* Begin *
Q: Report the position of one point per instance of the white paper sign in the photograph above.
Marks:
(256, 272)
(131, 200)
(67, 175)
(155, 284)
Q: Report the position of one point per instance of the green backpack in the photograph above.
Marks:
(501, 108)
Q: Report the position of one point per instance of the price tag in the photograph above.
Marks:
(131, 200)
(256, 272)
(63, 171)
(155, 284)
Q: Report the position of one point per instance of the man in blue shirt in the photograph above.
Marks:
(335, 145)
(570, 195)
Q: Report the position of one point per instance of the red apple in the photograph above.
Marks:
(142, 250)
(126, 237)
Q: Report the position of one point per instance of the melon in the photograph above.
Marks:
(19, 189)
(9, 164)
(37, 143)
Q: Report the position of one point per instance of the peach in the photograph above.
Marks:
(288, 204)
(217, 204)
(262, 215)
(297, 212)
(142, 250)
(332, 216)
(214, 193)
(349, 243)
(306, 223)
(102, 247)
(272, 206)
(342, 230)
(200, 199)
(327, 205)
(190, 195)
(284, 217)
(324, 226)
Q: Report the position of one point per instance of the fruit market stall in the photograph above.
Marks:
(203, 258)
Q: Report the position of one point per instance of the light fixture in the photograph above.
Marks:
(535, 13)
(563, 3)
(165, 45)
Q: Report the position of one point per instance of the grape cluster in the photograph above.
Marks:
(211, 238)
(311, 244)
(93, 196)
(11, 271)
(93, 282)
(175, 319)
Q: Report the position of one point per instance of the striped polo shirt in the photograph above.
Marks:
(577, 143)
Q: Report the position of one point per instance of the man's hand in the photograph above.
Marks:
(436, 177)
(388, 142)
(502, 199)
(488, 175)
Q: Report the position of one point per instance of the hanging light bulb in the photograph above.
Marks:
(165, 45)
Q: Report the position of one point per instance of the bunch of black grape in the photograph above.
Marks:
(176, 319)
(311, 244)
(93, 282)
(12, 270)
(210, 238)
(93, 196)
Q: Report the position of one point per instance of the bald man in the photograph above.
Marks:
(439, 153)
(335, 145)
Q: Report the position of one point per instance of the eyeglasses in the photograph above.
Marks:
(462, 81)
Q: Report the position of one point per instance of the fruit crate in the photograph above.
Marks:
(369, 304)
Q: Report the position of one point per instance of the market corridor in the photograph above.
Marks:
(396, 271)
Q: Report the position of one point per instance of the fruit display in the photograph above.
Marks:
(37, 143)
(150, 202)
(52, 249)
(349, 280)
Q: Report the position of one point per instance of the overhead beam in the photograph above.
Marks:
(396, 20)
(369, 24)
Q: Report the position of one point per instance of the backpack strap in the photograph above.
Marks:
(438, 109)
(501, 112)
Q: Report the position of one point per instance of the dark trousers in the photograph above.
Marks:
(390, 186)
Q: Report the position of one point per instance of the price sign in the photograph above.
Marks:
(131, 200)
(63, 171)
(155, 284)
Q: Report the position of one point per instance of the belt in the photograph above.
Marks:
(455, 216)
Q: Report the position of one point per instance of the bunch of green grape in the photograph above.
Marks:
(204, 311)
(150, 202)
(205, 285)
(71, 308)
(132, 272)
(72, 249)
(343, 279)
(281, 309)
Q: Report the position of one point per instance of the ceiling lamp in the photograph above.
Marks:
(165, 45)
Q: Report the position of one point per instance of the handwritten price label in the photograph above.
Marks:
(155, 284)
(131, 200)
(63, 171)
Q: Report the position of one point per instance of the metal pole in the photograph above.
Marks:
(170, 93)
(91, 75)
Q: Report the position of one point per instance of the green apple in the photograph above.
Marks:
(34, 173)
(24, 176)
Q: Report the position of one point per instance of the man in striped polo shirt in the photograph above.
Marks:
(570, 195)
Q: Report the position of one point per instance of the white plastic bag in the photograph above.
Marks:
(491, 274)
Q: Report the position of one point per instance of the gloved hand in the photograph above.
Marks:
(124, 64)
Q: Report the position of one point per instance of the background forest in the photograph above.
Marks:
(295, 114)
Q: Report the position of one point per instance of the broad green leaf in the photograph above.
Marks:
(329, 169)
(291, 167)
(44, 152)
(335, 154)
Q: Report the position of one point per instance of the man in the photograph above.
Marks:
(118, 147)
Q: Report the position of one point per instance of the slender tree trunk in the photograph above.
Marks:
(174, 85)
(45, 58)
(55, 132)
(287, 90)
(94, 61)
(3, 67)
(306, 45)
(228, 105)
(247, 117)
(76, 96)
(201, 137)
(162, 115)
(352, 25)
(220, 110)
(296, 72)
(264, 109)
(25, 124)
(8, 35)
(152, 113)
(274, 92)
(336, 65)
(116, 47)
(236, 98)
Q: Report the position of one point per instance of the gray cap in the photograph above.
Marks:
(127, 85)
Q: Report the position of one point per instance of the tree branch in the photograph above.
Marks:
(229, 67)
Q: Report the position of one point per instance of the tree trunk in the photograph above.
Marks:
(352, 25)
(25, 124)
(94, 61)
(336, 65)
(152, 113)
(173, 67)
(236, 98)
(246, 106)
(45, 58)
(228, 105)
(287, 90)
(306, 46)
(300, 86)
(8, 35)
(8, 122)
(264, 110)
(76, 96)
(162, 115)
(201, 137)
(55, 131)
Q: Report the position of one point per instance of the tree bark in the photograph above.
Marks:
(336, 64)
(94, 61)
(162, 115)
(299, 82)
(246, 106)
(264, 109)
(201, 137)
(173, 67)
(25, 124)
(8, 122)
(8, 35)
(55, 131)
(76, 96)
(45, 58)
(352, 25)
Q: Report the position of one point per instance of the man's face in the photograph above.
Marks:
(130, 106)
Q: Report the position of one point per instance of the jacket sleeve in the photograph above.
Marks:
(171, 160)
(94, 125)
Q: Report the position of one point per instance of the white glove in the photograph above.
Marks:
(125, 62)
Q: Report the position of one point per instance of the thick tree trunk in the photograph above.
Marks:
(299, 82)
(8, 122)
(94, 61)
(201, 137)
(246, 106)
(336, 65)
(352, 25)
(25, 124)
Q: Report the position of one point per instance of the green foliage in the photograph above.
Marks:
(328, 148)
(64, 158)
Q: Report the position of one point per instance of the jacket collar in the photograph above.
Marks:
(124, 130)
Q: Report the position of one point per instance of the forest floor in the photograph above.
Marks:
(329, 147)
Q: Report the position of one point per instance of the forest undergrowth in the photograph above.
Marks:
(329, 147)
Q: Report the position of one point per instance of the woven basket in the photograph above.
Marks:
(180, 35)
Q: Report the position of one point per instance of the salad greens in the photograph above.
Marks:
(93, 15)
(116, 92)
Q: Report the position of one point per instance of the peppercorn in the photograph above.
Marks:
* End *
◆ Description of the task ◆
Can you copy out word for word the lines starting with the one that contains "greens in the photograph above." and running through the final line?

◆ Result of this task ◆
Q: Report the position of one point per instance of the salad greens in the photograph above.
Marks:
(93, 15)
(116, 92)
Q: Report the position of one point per instance of the peppercorn in the photograph above.
Marks:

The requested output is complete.